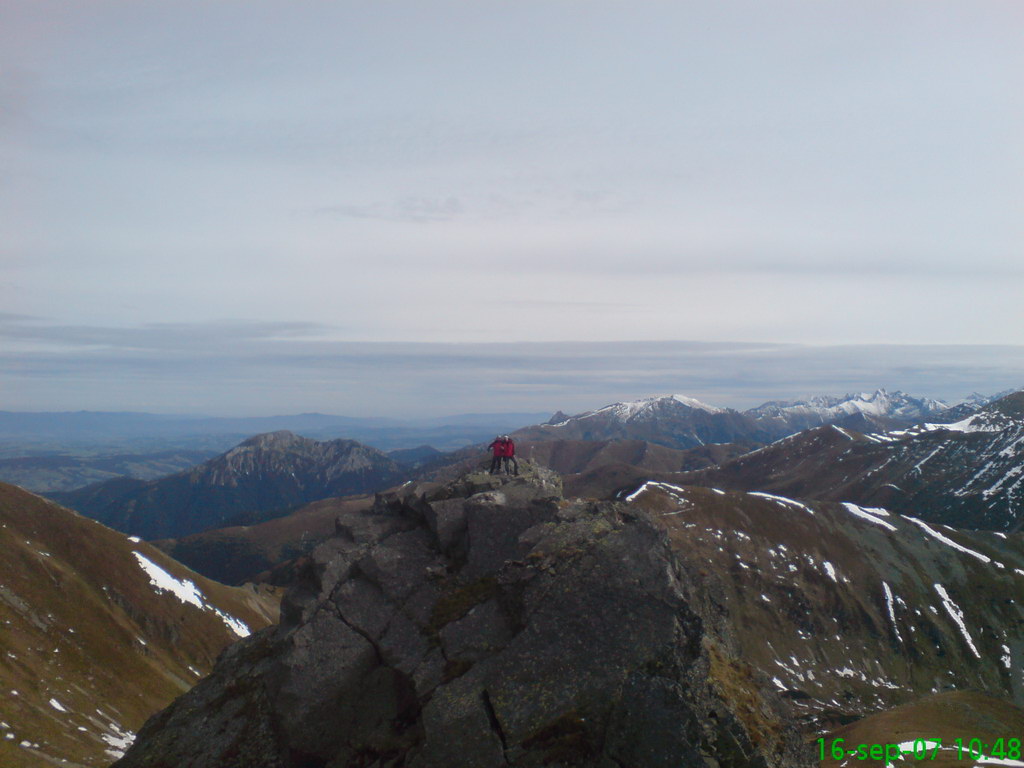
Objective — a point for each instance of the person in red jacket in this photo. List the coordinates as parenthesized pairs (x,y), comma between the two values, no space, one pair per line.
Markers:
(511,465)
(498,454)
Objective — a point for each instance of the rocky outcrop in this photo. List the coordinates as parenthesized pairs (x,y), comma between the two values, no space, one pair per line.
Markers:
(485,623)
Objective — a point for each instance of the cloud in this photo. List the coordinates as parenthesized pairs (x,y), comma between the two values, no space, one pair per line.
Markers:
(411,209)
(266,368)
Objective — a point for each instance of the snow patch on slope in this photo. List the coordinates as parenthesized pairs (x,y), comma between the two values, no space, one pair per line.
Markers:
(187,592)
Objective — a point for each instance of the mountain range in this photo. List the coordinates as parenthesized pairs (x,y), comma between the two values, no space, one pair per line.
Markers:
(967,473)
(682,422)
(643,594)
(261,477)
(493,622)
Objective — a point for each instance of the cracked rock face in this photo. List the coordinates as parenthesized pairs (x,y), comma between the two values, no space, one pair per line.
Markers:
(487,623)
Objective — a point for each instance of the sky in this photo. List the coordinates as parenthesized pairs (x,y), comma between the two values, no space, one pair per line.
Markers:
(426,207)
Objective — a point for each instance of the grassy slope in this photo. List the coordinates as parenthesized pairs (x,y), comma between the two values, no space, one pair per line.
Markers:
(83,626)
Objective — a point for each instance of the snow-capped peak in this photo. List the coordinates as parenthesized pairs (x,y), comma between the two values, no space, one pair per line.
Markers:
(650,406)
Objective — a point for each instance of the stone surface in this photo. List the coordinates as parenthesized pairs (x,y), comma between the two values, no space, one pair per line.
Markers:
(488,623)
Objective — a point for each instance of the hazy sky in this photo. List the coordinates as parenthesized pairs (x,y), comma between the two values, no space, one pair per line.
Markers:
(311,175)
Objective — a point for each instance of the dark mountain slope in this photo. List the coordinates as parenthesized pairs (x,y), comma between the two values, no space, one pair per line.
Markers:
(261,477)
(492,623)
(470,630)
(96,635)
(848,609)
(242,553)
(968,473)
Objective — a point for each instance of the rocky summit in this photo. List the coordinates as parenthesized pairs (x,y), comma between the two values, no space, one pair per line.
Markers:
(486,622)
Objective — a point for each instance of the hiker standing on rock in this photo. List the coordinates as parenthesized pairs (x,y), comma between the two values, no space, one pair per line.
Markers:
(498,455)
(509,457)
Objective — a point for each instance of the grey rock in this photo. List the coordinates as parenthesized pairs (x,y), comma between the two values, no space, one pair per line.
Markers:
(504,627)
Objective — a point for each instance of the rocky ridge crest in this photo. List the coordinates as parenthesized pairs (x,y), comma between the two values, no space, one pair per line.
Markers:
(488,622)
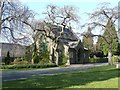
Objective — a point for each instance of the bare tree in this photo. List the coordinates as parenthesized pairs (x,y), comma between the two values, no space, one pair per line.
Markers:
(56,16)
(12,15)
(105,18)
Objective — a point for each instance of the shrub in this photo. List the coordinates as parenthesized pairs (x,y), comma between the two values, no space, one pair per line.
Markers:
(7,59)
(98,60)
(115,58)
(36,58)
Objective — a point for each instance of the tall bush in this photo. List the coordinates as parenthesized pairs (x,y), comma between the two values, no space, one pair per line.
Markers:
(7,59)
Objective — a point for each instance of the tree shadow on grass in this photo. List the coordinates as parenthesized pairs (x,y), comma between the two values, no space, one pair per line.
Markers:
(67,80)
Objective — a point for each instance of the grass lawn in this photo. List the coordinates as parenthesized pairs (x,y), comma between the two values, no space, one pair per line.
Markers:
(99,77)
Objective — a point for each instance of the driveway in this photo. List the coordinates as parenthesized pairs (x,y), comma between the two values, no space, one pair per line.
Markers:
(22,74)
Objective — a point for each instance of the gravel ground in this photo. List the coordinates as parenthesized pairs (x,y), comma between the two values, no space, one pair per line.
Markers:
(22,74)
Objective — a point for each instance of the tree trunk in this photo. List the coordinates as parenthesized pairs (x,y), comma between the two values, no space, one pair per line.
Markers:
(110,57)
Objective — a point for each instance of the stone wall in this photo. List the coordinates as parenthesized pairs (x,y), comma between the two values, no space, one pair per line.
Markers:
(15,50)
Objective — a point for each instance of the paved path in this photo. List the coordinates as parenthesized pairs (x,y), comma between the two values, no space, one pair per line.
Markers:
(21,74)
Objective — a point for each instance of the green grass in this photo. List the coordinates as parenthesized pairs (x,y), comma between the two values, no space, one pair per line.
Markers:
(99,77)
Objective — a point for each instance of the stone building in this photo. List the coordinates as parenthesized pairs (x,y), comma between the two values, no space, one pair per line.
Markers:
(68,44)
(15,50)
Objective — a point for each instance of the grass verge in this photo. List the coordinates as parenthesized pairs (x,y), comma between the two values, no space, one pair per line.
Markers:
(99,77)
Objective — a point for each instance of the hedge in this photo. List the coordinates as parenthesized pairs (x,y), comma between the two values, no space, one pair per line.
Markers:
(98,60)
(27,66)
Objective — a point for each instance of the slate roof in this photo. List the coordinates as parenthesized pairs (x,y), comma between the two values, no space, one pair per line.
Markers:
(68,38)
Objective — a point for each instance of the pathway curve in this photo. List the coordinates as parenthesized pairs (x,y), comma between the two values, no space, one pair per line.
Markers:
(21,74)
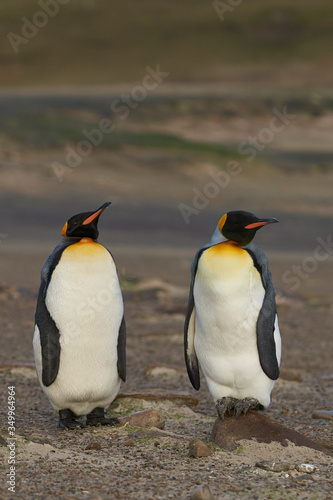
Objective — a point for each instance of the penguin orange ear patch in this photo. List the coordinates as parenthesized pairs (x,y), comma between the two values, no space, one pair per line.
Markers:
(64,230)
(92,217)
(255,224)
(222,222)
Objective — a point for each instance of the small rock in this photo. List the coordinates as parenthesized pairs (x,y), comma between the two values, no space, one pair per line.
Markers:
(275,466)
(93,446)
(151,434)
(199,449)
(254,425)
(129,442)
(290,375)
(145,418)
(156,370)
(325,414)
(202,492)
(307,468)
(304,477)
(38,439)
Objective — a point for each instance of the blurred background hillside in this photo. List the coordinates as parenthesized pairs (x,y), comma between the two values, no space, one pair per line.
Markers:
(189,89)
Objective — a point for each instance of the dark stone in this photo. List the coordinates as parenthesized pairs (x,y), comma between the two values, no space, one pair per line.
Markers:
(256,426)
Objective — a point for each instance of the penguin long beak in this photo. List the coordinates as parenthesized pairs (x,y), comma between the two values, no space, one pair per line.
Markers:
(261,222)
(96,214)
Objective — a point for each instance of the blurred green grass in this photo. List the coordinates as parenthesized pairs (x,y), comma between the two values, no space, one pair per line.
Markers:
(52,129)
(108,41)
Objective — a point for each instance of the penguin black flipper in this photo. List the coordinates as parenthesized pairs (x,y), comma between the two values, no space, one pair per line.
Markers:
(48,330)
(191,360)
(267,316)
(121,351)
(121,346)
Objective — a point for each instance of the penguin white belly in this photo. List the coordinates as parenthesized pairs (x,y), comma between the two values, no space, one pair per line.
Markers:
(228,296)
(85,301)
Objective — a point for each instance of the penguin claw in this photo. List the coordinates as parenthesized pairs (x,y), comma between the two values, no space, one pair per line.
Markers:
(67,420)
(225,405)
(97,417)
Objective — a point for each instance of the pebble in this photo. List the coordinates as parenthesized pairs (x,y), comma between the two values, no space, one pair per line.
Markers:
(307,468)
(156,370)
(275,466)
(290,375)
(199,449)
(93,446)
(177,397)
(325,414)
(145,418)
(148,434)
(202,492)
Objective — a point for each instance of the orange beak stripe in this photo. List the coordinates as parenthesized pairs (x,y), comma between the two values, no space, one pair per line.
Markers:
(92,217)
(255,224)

★ ★ ★ ★

Problem details: This exercise calls for a verbatim output of the entries, pictures omitted.

Solved exercise:
Objective — a point for each instance of the person in red jacket in this photo. List the coordinates as parenthesized pairs (x,y), comma between the two values, no space, one pair per line.
Markers:
(511,465)
(498,454)
Objective — a point for each instance of the rocky outcrop in this photo. List the coordinates as parenthesized pairs (x,y), comma between the two values, no space, one pair per line.
Markers:
(485,623)
Objective — a point for each instance of the cloud in this photo. List the coordinates as parenthesized pairs (x,y), comma between the two values, no space, one pair per line.
Markers:
(411,209)
(266,368)
Objective — a point for each instance of the snow patch on slope in this photo. List the coordinates as parenthesized pairs (x,y), comma between the two values, no space, one pair per line.
Markers:
(187,592)
Objective — a point for each instance of the mountain range in this photo. List the coordinates as parenthesized pairs (x,y), comma between the two values, no space, one pair per line.
Markers:
(967,473)
(682,422)
(643,594)
(261,477)
(493,622)
Objective — a point for each instance of the cracked rock face in this photo. List the coordinates as parenthesized pairs (x,y), comma between the two values, no space, one pair per line.
Markers:
(487,623)
Objective — a point for each instance of the sky in this photo. List the coordinates as parenthesized pairs (x,y), comma between the two values, no space, one pair per line.
Markers:
(426,207)
Objective — a point for each instance of the grassy slope in this photo. List the coordinates as parenthesized pairs (x,y), comma between the two values, no space, one pair per line.
Markers:
(83,626)
Objective — a point for each instance of the snow-capped peak in this photo. List the coordinates as parenthesized pairs (x,y), comma between the two values, no space, one pair per line.
Markers:
(650,406)
Objective — a point for each instance of the stone surface in this photo. List the coordinates as parenthesized pairs (x,y), comma between the two values, no space, one pair per line.
Markers:
(488,623)
Objective — a point for each instance of the hazy sky in this photo. List the coordinates as parenthesized pairs (x,y), comma between the two values, no space, one pair per line.
Markers:
(311,175)
Objective — a point for each instance of the dark mountain slope in this photo. List the coordinates as parenthesized pairs (x,y), comma between the two values, no space, one pair per line.
Markers:
(261,477)
(492,623)
(470,630)
(96,635)
(848,609)
(242,553)
(968,473)
Objective — a point for each instance of the rocky summit in this photo. List the coordinates as parenthesized pairs (x,y), comma between the two values, no space, one pair per line.
Markers:
(486,622)
Objective — a point for each instance of the hiker standing on rock in this photo. List the coordinates as parenthesized pairs (x,y), comma between the two values, no space, one pair per line.
Markers:
(498,455)
(509,457)
Objective — a point for each instance of the grey rock in this photo. List the coordinates as parenthesized pairs (x,y), comma between the two values, no space, one pair per line.
Markers:
(504,627)
Objective — a point for each instance of the rocky ridge crest in this photo. List the coordinates as parenthesized pairs (x,y), comma between the two values, no space, one pair per line.
Markers:
(488,622)
Objective — a point for each instance of the bare tree in this photo. List the coordinates as parenthesized pairs (x,y), comma between the two values, no space, one pair per line.
Markers:
(56,16)
(12,15)
(105,18)
Objective — a point for each instance of the shrub in this photo. List the coordinates as parenthesized pairs (x,y), comma between the two values, no space, one pair per line.
Markers:
(7,59)
(98,60)
(115,58)
(36,58)
Objective — a point for each instance of the tall bush in this photo. List the coordinates as parenthesized pairs (x,y), comma between the two values, no space, one pair per line.
Markers:
(7,59)
Objective — a point for each instance of the tree shadow on grass in this photo. List the coordinates as parenthesized pairs (x,y), comma between the two values, no space, one pair per line.
Markers:
(67,80)
Objective — a point for each instance of the grass lawn in this photo. List the coordinates as parenthesized pairs (x,y), comma between the two values, no space, one pair per line.
Markers:
(99,77)
Objective — a point for each instance of the driveway in this photo. List the coordinates as parenthesized pairs (x,y), comma between the two values, no space, one pair per line.
Markers:
(22,74)
Objective — a point for each instance of the gravel ground in this photo. List the coordinates as parenthesized pairs (x,y), comma between the two values, no space, one pair per line.
Markers:
(22,74)
Objective — a point for each instance of the tree trunk in this photo. List the coordinates as parenthesized pairs (x,y), comma between the two values, no space, one pair per line.
Markers:
(110,57)
Objective — a point for each instance of the stone wall in this photo. List the coordinates as parenthesized pairs (x,y), comma between the two values, no space, one pair per line.
Markers:
(15,50)
Objective — a point for each instance of the paved path in this photo. List the coordinates as parenthesized pairs (x,y), comma between the two values, no space, one pair per line.
Markers:
(21,74)
Objective — a point for each instance of the green grass in this photo. List the coordinates as parenthesized pairs (x,y), comma between the two values, no space, one pair per line.
Markers:
(99,77)
Objective — a point for each instance of the stone building in this photo. List the coordinates as parenthesized pairs (x,y), comma between the two values, no space, one pair per line.
Markers:
(68,44)
(15,50)
Objective — a point for each instance of the grass verge in this photo. List the coordinates as parenthesized pairs (x,y), comma between the two values, no space, one pair per line.
Markers:
(99,77)
Objective — a point for each instance of the hedge in this photo. List the coordinates as parenthesized pairs (x,y), comma between the two values, no space, one pair per line.
Markers:
(98,60)
(27,66)
Objective — a point for each instance of the slate roof in this photo. List the coordinates as parenthesized pairs (x,y), comma between the two values, no space, one pair per line.
Markers:
(68,38)
Objective — a point for each instance of the pathway curve in this photo. List the coordinates as parenthesized pairs (x,y), comma between the two values, no space, one pair per line.
Markers:
(21,74)
Objective — a point for each instance of the penguin orange ear patch in this photo. List the coordinates as parenthesized pairs (x,y), comma between the two values, no space, one pair per line.
Markers:
(64,230)
(92,217)
(255,224)
(222,222)
Objective — a point for each instance of the small rock in this photo. List the coordinates as parenthesized pairs (x,y), comma between the two values, no space, one pair per line.
Markers:
(275,466)
(93,446)
(151,434)
(199,449)
(254,425)
(129,442)
(290,375)
(145,418)
(156,370)
(325,414)
(202,492)
(307,468)
(304,477)
(38,439)
Objective — a point for each instance of the blurred background hillside in this photo. List the coordinates as parenthesized pairs (x,y), comma between the two values, no space, one pair per line.
Markers:
(189,89)
Objective — a point for each instance of the dark stone in this photo. List the coordinates as parenthesized pairs (x,y), comma between the two values, no space, one pair per line.
Markers:
(256,426)
Objective — a point for each instance of the penguin long beak in this photo. List the coordinates as parenthesized pairs (x,y), comma between the two values, no space, one pair per line.
Markers:
(261,222)
(96,214)
Objective — a point for each instance of the blurred green grass in this photo. List the coordinates as parenthesized pairs (x,y), comma between the two values, no space, one pair per line.
Markers:
(52,129)
(108,41)
Objective — a point for each instance of the penguin black flipper in this photo. List the coordinates as parenthesized pairs (x,y), comma between the two values, no space, one pair per line.
Markers:
(48,330)
(191,360)
(267,316)
(121,351)
(121,346)
Objective — a point for each instance of the penguin white belly in this photo. List the coordinates as parenthesized pairs (x,y), comma between the two values, no space, one pair per line.
Markers:
(228,296)
(85,301)
Objective — a point for each instance of the penguin claw in this photo. List the coordinates as parenthesized pairs (x,y), comma between the two values, no space, one pair per line.
Markers:
(67,420)
(225,405)
(97,417)
Objective — a point for each instance of the pebble in this photo. List the coordinates as parenthesized pairs (x,y), comma between the two values, no space, one pair per line.
Markers:
(307,468)
(156,370)
(275,466)
(290,375)
(199,449)
(93,446)
(177,397)
(325,414)
(145,418)
(148,434)
(202,492)
Objective — a point for each instance of the orange beak stripe in this photo. List the coordinates as parenthesized pairs (x,y), comma between the two values, no space, one pair per line.
Markers:
(92,217)
(255,224)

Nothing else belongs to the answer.